- Task prompt
Copy every line of the records below word for word, leaving out the pictures.

(Annotation data for picture regions)

☆ ☆ ☆ ☆ ☆ ☆ ☆

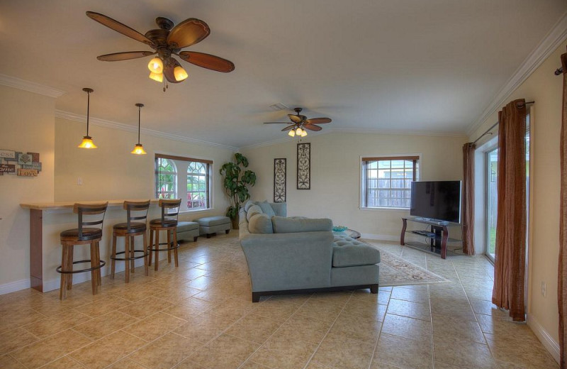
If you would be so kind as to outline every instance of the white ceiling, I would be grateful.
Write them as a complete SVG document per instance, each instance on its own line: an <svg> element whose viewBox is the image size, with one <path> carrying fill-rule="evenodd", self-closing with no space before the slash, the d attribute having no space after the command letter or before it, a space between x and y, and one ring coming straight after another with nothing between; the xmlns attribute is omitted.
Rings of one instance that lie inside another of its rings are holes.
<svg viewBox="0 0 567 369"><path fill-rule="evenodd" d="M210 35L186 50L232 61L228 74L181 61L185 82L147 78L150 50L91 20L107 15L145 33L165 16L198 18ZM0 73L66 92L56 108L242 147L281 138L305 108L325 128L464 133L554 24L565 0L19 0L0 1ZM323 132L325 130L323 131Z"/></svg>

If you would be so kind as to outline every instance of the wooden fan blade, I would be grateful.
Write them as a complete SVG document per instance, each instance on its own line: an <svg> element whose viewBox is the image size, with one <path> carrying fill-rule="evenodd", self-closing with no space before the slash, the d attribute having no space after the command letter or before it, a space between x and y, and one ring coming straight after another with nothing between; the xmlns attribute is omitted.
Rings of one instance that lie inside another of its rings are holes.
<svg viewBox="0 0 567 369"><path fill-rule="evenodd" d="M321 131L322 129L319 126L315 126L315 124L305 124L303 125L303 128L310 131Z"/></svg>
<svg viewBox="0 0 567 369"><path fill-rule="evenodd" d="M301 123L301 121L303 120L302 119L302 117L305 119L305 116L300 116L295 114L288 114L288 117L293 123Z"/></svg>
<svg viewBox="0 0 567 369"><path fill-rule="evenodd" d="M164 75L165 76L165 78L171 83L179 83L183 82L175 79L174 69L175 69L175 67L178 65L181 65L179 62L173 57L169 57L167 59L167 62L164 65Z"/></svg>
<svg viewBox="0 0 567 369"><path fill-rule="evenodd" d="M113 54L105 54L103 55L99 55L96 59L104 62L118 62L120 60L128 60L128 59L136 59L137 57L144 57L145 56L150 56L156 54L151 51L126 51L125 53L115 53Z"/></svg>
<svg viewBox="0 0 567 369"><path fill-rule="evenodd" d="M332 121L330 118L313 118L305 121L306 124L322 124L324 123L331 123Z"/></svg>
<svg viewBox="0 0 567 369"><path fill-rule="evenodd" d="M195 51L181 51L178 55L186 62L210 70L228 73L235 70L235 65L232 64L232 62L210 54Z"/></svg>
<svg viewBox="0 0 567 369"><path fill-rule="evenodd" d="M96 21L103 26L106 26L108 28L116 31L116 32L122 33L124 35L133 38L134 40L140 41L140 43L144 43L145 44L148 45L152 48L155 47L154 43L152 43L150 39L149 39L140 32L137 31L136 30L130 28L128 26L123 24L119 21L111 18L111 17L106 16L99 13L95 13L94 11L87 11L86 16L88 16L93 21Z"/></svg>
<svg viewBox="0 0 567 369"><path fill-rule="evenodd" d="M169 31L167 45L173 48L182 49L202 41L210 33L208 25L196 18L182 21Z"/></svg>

☆ ☆ ☆ ☆ ☆ ☆ ☆

- Correct answer
If you would be so kind as to outline every instance of the white ceiling, I would be grateful.
Write them as a complete SVG document per instance, each instance on its own line: an <svg> element whose viewBox is the image size, with one <path> carrying fill-rule="evenodd", self-closing with no space before the slash, the d attribute having no space after the command letter or before it, a space between x and y, and one ring coming straight after another with nothing between; the xmlns attribute is omitted.
Rings of one instance that lie inside another of its rings are holes.
<svg viewBox="0 0 567 369"><path fill-rule="evenodd" d="M210 35L186 50L232 61L228 74L181 61L185 82L147 78L150 50L91 20L107 15L145 33L165 16L198 18ZM0 73L66 92L56 108L242 147L281 138L305 108L325 128L464 133L554 24L565 0L19 0L0 1ZM323 132L325 130L323 131Z"/></svg>

If you would be so kind as to outline every instance of the wooden fan blade, I would be grateful.
Write them as a complete SVG document per instance, each instance on its own line: an <svg> element whose viewBox is the image size, with one <path> carrying fill-rule="evenodd", self-closing with no space before the slash, the d attribute having no space after the command letter or before it, a space between x and y, and one ring coming straight after another with nothing between; the xmlns attribute is omitted.
Rings of one instance that lie inside another of its rings are holes.
<svg viewBox="0 0 567 369"><path fill-rule="evenodd" d="M321 131L322 129L319 126L315 126L315 124L305 124L303 125L303 128L310 131Z"/></svg>
<svg viewBox="0 0 567 369"><path fill-rule="evenodd" d="M301 123L301 121L303 120L302 119L302 117L305 119L305 116L300 116L295 114L288 114L288 117L293 123Z"/></svg>
<svg viewBox="0 0 567 369"><path fill-rule="evenodd" d="M164 75L165 76L165 78L171 83L179 83L183 82L175 79L174 69L175 69L175 67L178 65L181 65L179 62L173 57L169 57L167 59L167 62L164 65Z"/></svg>
<svg viewBox="0 0 567 369"><path fill-rule="evenodd" d="M113 54L105 54L103 55L99 55L96 59L104 62L118 62L120 60L128 60L128 59L136 59L137 57L144 57L145 56L150 56L156 54L151 51L126 51L125 53L115 53Z"/></svg>
<svg viewBox="0 0 567 369"><path fill-rule="evenodd" d="M332 121L330 118L313 118L305 121L306 124L322 124L324 123L331 123Z"/></svg>
<svg viewBox="0 0 567 369"><path fill-rule="evenodd" d="M195 51L181 51L178 55L186 62L210 70L228 73L235 70L235 65L232 64L232 62L210 54Z"/></svg>
<svg viewBox="0 0 567 369"><path fill-rule="evenodd" d="M96 21L103 26L106 26L108 28L116 31L116 32L122 33L124 35L133 38L134 40L140 41L140 43L144 43L145 44L148 45L152 48L155 47L154 43L152 43L150 39L149 39L140 32L137 31L136 30L130 28L128 26L123 24L119 21L111 18L111 17L106 16L99 13L95 13L94 11L87 11L86 16L88 16L93 21Z"/></svg>
<svg viewBox="0 0 567 369"><path fill-rule="evenodd" d="M169 31L167 45L173 48L182 49L202 41L210 33L208 25L196 18L182 21Z"/></svg>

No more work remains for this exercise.